Exercise. Repeat the passage of the equity award text between "You understand that" and "with the regulations.", inclusive.

You understand that you are responsible for complying with applicable exchange control regulations in Kazakhstan. As the exchange control regulations in Kazakhstan may change without notice, you should consult a legal advisor prior to the vesting of your Award as well as repatriating the proceeds from the sale of your Common Shares to ensure compliance with the regulations.
|
|
|
|
|
Malaysia
|
Securities Law Notice
The grant of the Company’s equity awards in Malaysia constitutes or relates to an ‘excluded offer,’ ‘excluded invitation,’ or ‘excluded issue’ pursuant to Section 229 and Section 230 of the CMSA, and as a consequence no prospectus is required to be registered with the Securities Commission of Malaysia. The award documents do not constitute and may not be used for the purpose of a public offering or an issue of, offer for subscription or purchase of, or invitation to subscribe for or purchase any securities requiring the registration of a prospectus with the Securities Commission in Malaysia under the CMSA.

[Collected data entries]
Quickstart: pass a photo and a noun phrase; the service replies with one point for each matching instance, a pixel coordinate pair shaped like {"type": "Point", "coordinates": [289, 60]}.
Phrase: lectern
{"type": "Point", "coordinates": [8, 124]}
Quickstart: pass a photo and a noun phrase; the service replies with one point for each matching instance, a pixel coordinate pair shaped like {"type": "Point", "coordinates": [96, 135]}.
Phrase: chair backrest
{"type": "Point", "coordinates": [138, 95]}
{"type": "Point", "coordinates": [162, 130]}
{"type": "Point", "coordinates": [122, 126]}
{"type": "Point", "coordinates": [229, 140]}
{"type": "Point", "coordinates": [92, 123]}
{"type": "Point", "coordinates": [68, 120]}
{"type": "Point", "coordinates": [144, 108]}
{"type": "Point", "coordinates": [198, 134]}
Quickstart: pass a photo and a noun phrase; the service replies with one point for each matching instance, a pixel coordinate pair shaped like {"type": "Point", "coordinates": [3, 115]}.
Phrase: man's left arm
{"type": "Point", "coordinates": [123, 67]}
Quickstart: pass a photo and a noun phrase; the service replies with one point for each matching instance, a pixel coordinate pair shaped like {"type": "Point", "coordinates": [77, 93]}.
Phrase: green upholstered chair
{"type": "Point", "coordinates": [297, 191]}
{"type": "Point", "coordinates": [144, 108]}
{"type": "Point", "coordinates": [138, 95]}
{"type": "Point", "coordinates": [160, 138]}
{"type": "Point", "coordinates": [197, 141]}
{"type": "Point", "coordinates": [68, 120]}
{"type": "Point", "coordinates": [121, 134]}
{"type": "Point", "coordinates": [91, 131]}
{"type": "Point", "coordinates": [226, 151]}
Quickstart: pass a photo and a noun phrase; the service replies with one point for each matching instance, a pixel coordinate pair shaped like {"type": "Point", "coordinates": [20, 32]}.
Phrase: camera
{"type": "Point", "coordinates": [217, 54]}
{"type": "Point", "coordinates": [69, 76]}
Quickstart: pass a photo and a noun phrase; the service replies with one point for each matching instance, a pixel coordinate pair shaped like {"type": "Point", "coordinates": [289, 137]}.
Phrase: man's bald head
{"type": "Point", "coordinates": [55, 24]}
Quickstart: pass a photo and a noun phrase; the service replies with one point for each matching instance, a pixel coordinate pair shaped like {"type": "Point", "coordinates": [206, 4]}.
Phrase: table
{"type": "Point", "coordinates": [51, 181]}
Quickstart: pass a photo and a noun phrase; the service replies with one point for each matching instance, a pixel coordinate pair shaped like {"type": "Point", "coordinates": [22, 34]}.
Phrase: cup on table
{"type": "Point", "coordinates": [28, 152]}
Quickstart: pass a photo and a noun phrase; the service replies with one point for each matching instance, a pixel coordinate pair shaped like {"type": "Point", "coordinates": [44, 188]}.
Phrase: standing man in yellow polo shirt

Output of the task.
You understand that you are responsible for complying with applicable exchange control regulations in Kazakhstan. As the exchange control regulations in Kazakhstan may change without notice, you should consult a legal advisor prior to the vesting of your Award as well as repatriating the proceeds from the sale of your Common Shares to ensure compliance with the regulations.